**WHAT IS REQUIRED:** Rewrite the lines of the listing below as a Markdown table with the columns "No." and "Line", starting at the beginning of the listing and ending at the line containing "x=142, y=665", with both ends included. Omit blank lines and the pictures, and give only this table.

(Position identification listing)
--- START ---
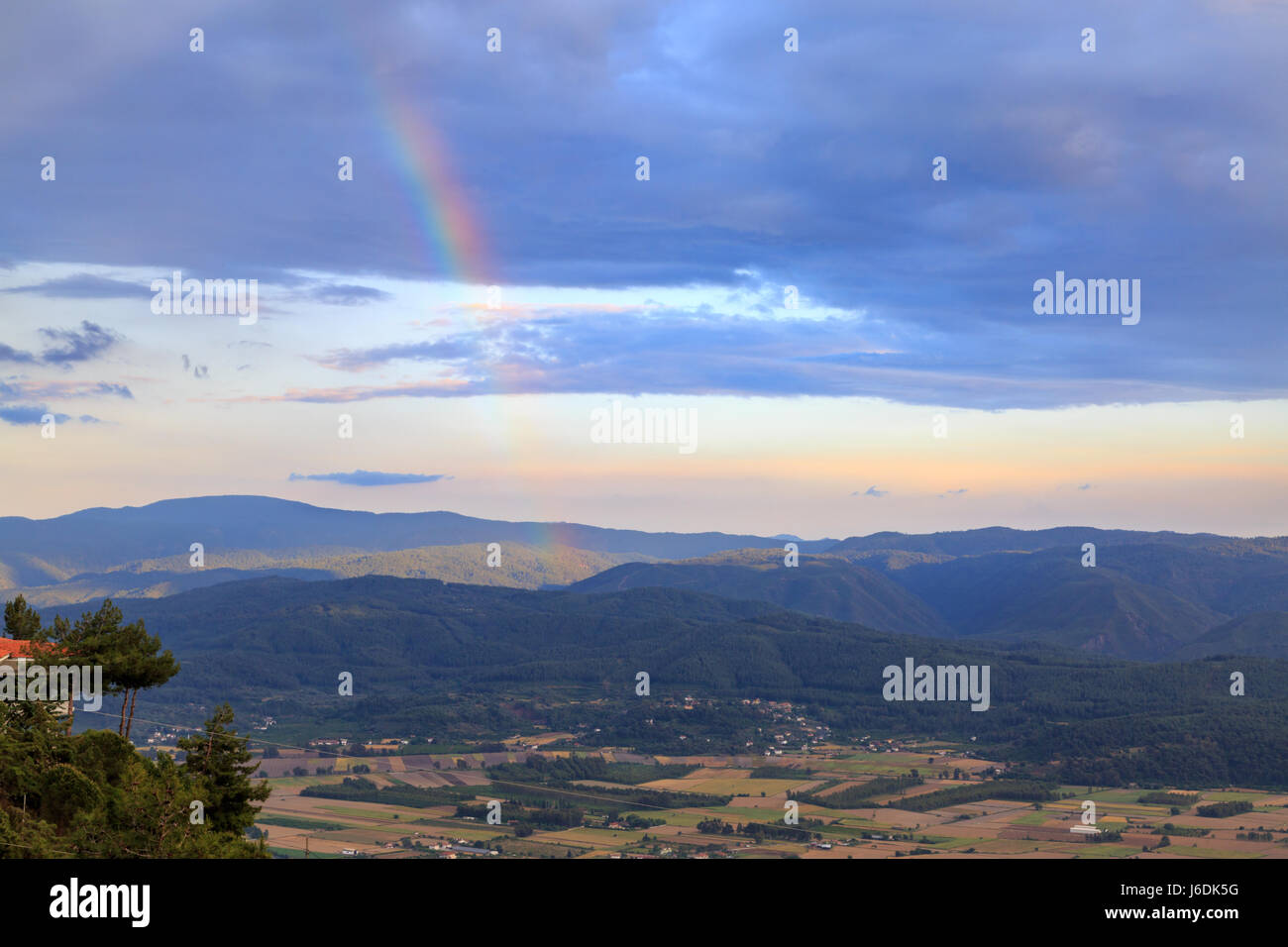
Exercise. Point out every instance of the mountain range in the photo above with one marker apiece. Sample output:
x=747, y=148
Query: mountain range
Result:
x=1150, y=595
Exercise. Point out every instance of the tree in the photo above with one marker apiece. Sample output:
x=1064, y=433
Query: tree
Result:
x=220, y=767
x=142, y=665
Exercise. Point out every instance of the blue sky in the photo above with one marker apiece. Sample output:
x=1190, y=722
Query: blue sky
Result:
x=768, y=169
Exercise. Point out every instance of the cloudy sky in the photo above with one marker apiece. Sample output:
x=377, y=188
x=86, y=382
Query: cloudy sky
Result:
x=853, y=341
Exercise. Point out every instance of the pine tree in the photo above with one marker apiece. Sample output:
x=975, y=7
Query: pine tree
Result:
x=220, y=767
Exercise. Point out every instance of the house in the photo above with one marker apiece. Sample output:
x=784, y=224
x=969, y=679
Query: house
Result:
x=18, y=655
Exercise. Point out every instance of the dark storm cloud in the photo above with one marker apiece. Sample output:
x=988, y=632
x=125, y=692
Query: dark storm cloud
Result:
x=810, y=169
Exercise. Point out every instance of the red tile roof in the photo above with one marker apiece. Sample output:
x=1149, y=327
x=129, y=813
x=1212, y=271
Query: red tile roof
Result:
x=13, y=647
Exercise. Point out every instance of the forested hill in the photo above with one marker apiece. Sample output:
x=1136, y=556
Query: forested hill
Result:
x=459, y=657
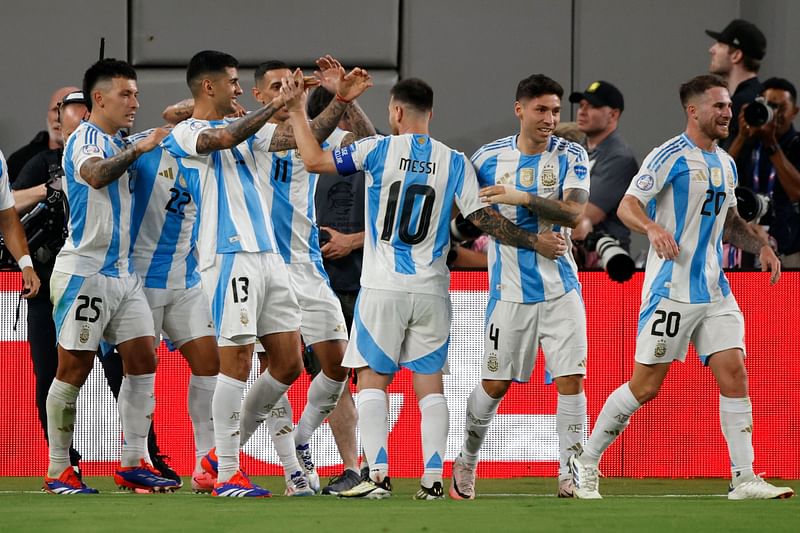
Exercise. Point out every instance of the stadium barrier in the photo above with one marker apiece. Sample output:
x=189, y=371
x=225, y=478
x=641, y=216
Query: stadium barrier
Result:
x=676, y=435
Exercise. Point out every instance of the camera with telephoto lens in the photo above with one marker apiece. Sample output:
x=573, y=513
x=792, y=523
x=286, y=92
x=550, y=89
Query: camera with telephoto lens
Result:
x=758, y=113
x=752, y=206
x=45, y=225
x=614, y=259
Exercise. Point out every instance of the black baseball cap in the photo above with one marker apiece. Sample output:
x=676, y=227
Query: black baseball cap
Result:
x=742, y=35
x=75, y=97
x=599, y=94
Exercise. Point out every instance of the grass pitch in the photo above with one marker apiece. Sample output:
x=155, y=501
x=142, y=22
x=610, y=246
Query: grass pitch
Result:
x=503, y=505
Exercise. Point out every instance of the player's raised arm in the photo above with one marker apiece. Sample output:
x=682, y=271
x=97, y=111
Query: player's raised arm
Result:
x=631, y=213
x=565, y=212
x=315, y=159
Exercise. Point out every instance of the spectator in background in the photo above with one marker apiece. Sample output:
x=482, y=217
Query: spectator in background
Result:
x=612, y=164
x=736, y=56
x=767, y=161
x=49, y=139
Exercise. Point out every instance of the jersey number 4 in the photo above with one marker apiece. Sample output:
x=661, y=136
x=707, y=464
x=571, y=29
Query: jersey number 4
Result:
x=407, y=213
--- END ---
**EXERCISE OUTPUT:**
| No. | Line |
|---|---|
| 1 | Exercise. Point out every instance of the mountain range in the photo above with one marker apiece. Sample output: |
| 2 | x=747, y=148 |
| 3 | Query: mountain range |
| 4 | Result: |
| 5 | x=1150, y=595 |
| 6 | Exercise. Point out every instance of the tree in the photo above with one marker apiece. Sample output: |
| 7 | x=1064, y=433 |
| 8 | Query: tree |
| 9 | Result: |
| 10 | x=220, y=767 |
| 11 | x=142, y=665 |